------ INPUT RECORDS ------
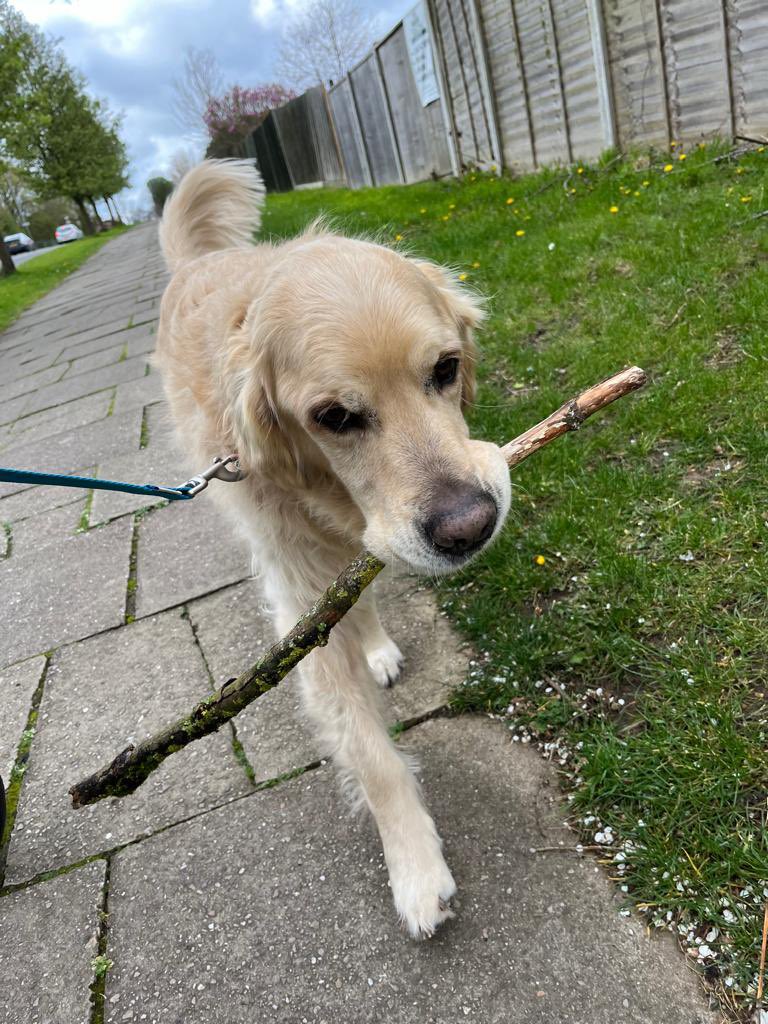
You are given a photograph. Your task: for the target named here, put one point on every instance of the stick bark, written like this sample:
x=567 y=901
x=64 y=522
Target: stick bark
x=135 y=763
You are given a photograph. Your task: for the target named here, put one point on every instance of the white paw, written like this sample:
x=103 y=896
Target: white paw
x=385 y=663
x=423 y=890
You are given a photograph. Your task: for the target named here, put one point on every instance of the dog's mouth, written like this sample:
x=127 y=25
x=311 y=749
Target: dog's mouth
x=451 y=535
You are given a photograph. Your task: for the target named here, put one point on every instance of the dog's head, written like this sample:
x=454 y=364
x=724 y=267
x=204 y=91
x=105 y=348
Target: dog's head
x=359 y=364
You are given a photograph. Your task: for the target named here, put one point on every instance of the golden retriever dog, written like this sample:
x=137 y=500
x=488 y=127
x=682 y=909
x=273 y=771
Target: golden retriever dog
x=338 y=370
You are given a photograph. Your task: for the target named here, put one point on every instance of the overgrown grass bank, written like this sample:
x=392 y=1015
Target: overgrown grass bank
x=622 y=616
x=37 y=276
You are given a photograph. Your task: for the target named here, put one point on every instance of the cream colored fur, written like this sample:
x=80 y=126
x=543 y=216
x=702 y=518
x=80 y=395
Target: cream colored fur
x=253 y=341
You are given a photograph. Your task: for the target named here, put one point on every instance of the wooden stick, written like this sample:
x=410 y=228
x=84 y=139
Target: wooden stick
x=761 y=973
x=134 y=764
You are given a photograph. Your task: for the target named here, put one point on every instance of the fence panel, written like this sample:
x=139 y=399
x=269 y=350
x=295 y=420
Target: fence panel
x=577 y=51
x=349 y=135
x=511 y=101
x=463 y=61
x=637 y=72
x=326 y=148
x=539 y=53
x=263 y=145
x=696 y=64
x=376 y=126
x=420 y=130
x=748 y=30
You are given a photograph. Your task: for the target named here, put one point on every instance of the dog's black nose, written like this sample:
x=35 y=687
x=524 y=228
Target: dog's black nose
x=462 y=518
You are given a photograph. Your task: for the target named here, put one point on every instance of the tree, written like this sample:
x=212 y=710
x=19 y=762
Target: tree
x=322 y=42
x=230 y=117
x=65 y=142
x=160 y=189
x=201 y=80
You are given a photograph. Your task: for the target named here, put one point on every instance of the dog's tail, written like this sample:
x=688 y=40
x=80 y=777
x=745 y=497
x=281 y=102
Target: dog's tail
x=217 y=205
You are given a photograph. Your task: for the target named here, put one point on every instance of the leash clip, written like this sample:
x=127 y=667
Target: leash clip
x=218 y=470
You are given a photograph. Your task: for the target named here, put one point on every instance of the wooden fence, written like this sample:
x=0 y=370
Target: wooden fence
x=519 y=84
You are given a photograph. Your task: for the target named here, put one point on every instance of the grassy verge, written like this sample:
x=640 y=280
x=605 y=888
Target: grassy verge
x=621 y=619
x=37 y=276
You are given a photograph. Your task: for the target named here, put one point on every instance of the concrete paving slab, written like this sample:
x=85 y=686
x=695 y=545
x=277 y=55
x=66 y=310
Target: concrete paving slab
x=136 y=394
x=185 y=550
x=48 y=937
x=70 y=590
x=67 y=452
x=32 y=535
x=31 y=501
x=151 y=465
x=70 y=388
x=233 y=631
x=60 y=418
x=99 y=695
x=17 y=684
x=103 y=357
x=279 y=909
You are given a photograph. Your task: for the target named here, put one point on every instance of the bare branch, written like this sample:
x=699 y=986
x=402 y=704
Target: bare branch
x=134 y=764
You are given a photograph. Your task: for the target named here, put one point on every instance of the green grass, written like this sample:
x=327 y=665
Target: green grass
------
Can you write out the whole listing again with "photograph" swapped for "image" everywhere and nothing else changed? Leave the pictures out.

You are given a image. Your task: for the target named here, put one point on every instance of the stick bark, written like this sample:
x=567 y=901
x=64 y=522
Target: stick bark
x=135 y=763
You are given a image. Your task: for the target named here, put one point on every instance of the white paw, written like this sample:
x=103 y=896
Target: white paw
x=385 y=663
x=423 y=890
You are given a image. Your task: for the target named here, put one point on every instance of the dog's mouth, written like this sample:
x=127 y=25
x=311 y=749
Target: dog's mouth
x=451 y=535
You are given a image. Your task: for the target named here, put one point on every instance of the dog's head, written like this sample:
x=454 y=364
x=724 y=267
x=204 y=91
x=105 y=348
Target: dog's head
x=359 y=364
You are given a image. Your task: for the target named here, put one point on every instance of the golden retriever dog, written like this sample:
x=137 y=500
x=488 y=127
x=682 y=909
x=273 y=771
Target: golden retriever dog
x=338 y=370
You are given a image. Your task: for the target named here, put one point on every instance of the overgrown grass bank, written like this sample:
x=392 y=1015
Target: overgrown grass bank
x=622 y=616
x=37 y=276
You are given a image. Your task: for the target named here, put one point on every instance of the cream colored fur, written like this sample:
x=80 y=126
x=543 y=216
x=702 y=518
x=80 y=395
Target: cream colored fur
x=253 y=341
You are given a image. Your task: for the target named here, put one point on every instance of the wooden stick, written like this sample:
x=410 y=228
x=84 y=139
Target: wooden stick
x=761 y=973
x=134 y=764
You are given a image. Your task: for the target named here, put one point on every instance of the fence panel, written like this sample:
x=139 y=399
x=269 y=350
x=295 y=420
Target: fence panel
x=577 y=51
x=349 y=135
x=511 y=101
x=463 y=61
x=637 y=72
x=326 y=148
x=539 y=53
x=263 y=145
x=696 y=64
x=376 y=126
x=420 y=130
x=748 y=30
You are given a image. Your task: for the target named here, put one point on every instance of the dog's black nose, written like this sample:
x=35 y=687
x=524 y=228
Target: dog's black nose
x=462 y=518
You are given a image. Your task: for the target named here, put one point on every instance of the tree, written like this sample:
x=212 y=710
x=19 y=762
Target: tree
x=322 y=42
x=230 y=117
x=65 y=142
x=160 y=189
x=201 y=80
You are given a image. Your task: for the target named here, put one point on every instance of the dog's tail, written like this sample:
x=688 y=40
x=80 y=777
x=745 y=497
x=281 y=102
Target: dog's tail
x=217 y=205
You are given a image. Your task: for the target named here, put one point on every instance of the leash clip, written like this sample:
x=127 y=667
Target: leash clip
x=218 y=470
You are given a image. Your task: for the target named here, put one point on every instance of the wooden fence, written like this sample:
x=0 y=370
Target: wooden fence
x=519 y=84
You are given a image. Your task: for the target named here, put one point on every instance of the grassy verge, written like this sample:
x=640 y=280
x=605 y=888
Target: grassy verge
x=621 y=619
x=37 y=276
You are given a image. Your task: for the target named here, put one point on every instance of the concrete paving slab, written like this sample:
x=85 y=686
x=695 y=545
x=277 y=55
x=66 y=310
Target: concrete paving slab
x=136 y=394
x=185 y=550
x=48 y=937
x=70 y=590
x=67 y=452
x=32 y=535
x=31 y=501
x=151 y=465
x=70 y=388
x=233 y=631
x=60 y=418
x=99 y=695
x=17 y=684
x=103 y=357
x=279 y=909
You are given a image. Your task: for the target named here, put one point on every instance of the bare branch, written like this sample:
x=699 y=986
x=402 y=704
Target: bare branch
x=134 y=764
You are given a image. Your task: for the target named here, put one point on every instance of the green grass, written like this sample:
x=327 y=665
Target: green grass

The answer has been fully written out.